As Mrs. Stevens closed her speech, Hon. John Sharp Williams, in behalf of the U. D. C. of Mississippi, in a few
graceful words, presented to her an exquisite bouquet of American Beauty roses. These the President General of the U. D. C, amid the applause of the audience, graciously presented to the President of the United States.
In reply, the President of the United States said:
“I assure you that I am profoundly aware of the solemn significance of the thing that has now taken place. The
Daughters of the Confederacy have presented a memorial of their dead to the Government of the United States. I hope that you have noted the history of the conception of this idea. It was suggested by a President of the United States, who had himself been a distinguished officer in the Union Army. That was authorized by an act of Congress of the United States. “The corner-stone of the monument was laid during the term of a President of the United States, elevated to his high position by the votes of the party which had chiefly prided itself upon sustaining the war for the Union, and who, while Secretary of War, had given authority to erect it. And, now, it has fallen to my lot to accept in the name of the great Government, which I am privileged for the time to represent, this emblem of a reunited people.
“I am not so much happy as proud to participate in this capacity on such an occasion; proud that I should represent such a people. Am I mistaken, ladies and gentlemen, in supposing that nothing of this sort could have occurred in anything but a democracy? The people of a democracy are not related to their rulers as subjects are related to a government. They are themselves the sovereign, authority, and as they are neighbors of each other, quickened by the same passions and moved by the same motives, they can understand each other.
“They are shot through with some of the deepest and profoundest instincts of human sympathy. They choose their governments; they consult their rulers; they live their own life, and they will not have that life disturbed and discolored by fraternal misunderstandings. I know that a reuniting of spirits like this can take place more quickly in our time than in any other, because men are now united by an easier transmission of those influences which make up the foundations of peace and of mutual understanding; but no process can work these effects unless it is a conducting medium. The conducting medium in this instance is the united heart of a great people.

---------------

■ Problem statement
Revise the passage about the monument ceremony, starting with "As Mrs. Stevens" and going on through "President of the United States.", replacing "bouquet" with "basket". The data after this point is separate from the text above.

■ Data section
---------------

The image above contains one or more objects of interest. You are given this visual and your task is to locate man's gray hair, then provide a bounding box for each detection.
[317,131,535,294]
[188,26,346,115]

---------------

■ Final answer
As Mrs. Stevens closed her speech, Hon. John Sharp Williams, in behalf of the U. D. C. of Mississippi, in a few
graceful words, presented to her an exquisite basket of American Beauty roses. These the President General of the U. D. C, amid the applause of the audience, graciously presented to the President of the United States.